> [GOAL] Give every line of the listing below as a numbered list, skipping blank lines and leaving out the pictures.

> [RECORDS FOR THIS TASK]
───

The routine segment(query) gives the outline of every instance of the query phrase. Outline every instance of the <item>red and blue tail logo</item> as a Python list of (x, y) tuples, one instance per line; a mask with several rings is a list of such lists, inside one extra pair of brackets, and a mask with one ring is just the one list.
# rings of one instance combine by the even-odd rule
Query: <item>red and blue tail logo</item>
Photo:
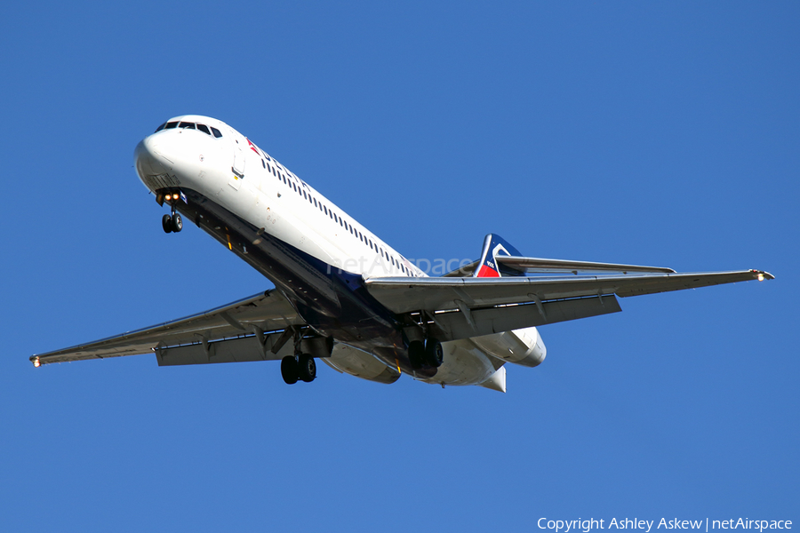
[(519, 251), (511, 246), (508, 241), (495, 234), (489, 234), (484, 238), (484, 250), (481, 251), (481, 259), (477, 268), (475, 269), (474, 277), (500, 277), (502, 275), (524, 275), (523, 272), (500, 267), (494, 258), (499, 255), (521, 256)]

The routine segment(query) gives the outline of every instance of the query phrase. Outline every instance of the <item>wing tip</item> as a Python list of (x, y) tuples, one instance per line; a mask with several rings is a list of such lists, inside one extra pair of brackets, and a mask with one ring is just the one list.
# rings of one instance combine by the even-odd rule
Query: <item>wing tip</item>
[(774, 280), (775, 279), (774, 275), (772, 275), (772, 274), (770, 274), (769, 272), (767, 272), (765, 270), (753, 269), (753, 270), (750, 270), (750, 272), (752, 272), (754, 274), (756, 274), (756, 279), (758, 280), (759, 282), (763, 282), (764, 280)]

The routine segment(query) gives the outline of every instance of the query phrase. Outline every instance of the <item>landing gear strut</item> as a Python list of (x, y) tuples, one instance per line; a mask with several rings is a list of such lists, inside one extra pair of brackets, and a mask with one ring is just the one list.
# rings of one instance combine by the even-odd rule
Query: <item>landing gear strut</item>
[(444, 360), (442, 343), (436, 338), (428, 338), (425, 343), (412, 340), (408, 343), (408, 358), (415, 369), (421, 369), (426, 364), (437, 369)]

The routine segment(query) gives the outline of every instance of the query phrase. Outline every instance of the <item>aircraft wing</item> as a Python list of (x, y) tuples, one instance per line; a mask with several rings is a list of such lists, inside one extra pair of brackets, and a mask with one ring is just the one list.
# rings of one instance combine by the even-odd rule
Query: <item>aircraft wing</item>
[(280, 359), (284, 351), (293, 350), (284, 331), (300, 325), (304, 322), (289, 301), (272, 290), (186, 318), (32, 355), (30, 360), (39, 366), (152, 352), (159, 365)]
[(398, 314), (423, 313), (441, 340), (621, 311), (615, 298), (773, 279), (760, 270), (550, 277), (372, 278), (367, 290)]

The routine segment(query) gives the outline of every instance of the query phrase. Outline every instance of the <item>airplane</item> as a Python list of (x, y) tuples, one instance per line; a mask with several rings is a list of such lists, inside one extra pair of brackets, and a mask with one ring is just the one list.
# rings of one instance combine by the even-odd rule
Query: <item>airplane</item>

───

> [TASK SOLUTION]
1. The routine segment(query) gives the outline of every instance of the query phrase. Outline every instance of the <item>red and blue tail logo</item> as a Python list of (x, y) tuples, one instance per line; a mask with several rings is a list of such lists, inside one extra pair of brackets, and a mask with one ring is just the one list.
2. # rings of one instance combine by the even-odd rule
3. Query: <item>red and blue tail logo</item>
4. Photo:
5. [(519, 251), (511, 246), (508, 241), (495, 234), (489, 234), (484, 238), (484, 250), (481, 251), (481, 259), (477, 268), (475, 269), (474, 277), (500, 277), (502, 275), (524, 275), (523, 272), (500, 267), (494, 258), (499, 255), (521, 256)]
6. The routine segment(query) gives the outline of every instance of the query phrase. Outline every instance of the <item>wing tip</item> as a Python list of (x, y) tuples, one instance per line; a mask with several rings is a list of such lists, inside one extra pair of brackets, and a mask with one ring is just the one list.
7. # rings of one instance combine by the even-odd rule
8. Query: <item>wing tip</item>
9. [(774, 280), (775, 279), (774, 275), (772, 275), (772, 274), (770, 274), (769, 272), (767, 272), (765, 270), (753, 269), (753, 270), (750, 270), (750, 272), (752, 272), (754, 274), (756, 274), (756, 279), (758, 280), (759, 282), (763, 282), (764, 280)]
10. The routine segment(query) gives the outline of every instance of the query phrase. Outline every instance of the <item>landing gear strut</item> as a Python list of (x, y) tuples, one instance per line; a mask with several rings is a list of such lists, inside one extra pair of brackets, and a mask with one ring is just the one list.
11. # rings of one instance combine by the even-odd rule
12. Query: <item>landing gear strut</item>
13. [(444, 360), (442, 343), (436, 338), (428, 338), (425, 343), (412, 340), (408, 343), (408, 358), (415, 369), (421, 369), (426, 364), (437, 369)]
14. The routine segment(query) gives the outline of every instance of the query phrase. Outline every instance of the <item>aircraft wing</item> as a Python list of (x, y) tuples, one instance per line; a mask with several rings is a list of such lists, inside one extra pair of brackets, and a mask with one ring is just the one list.
15. # rings of one instance combine by the even-odd rule
16. Query: <item>aircraft wing</item>
17. [(280, 359), (284, 351), (293, 350), (284, 331), (300, 325), (304, 322), (289, 301), (272, 290), (186, 318), (32, 355), (30, 360), (39, 366), (152, 352), (159, 365)]
18. [(398, 314), (423, 313), (441, 340), (621, 311), (615, 298), (773, 279), (760, 270), (550, 277), (372, 278), (367, 290)]
19. The routine segment(query) gives the outline of every instance of the query phrase. Outline every instance of the <item>airplane</item> as a Python list of (x, y) tuples, one instance per line; a mask with several rings is a list of such lists, inside one extra pair of brackets, and a mask with one ring is just the one list.
20. # rings of one instance combine by the even-odd rule
21. Query: <item>airplane</item>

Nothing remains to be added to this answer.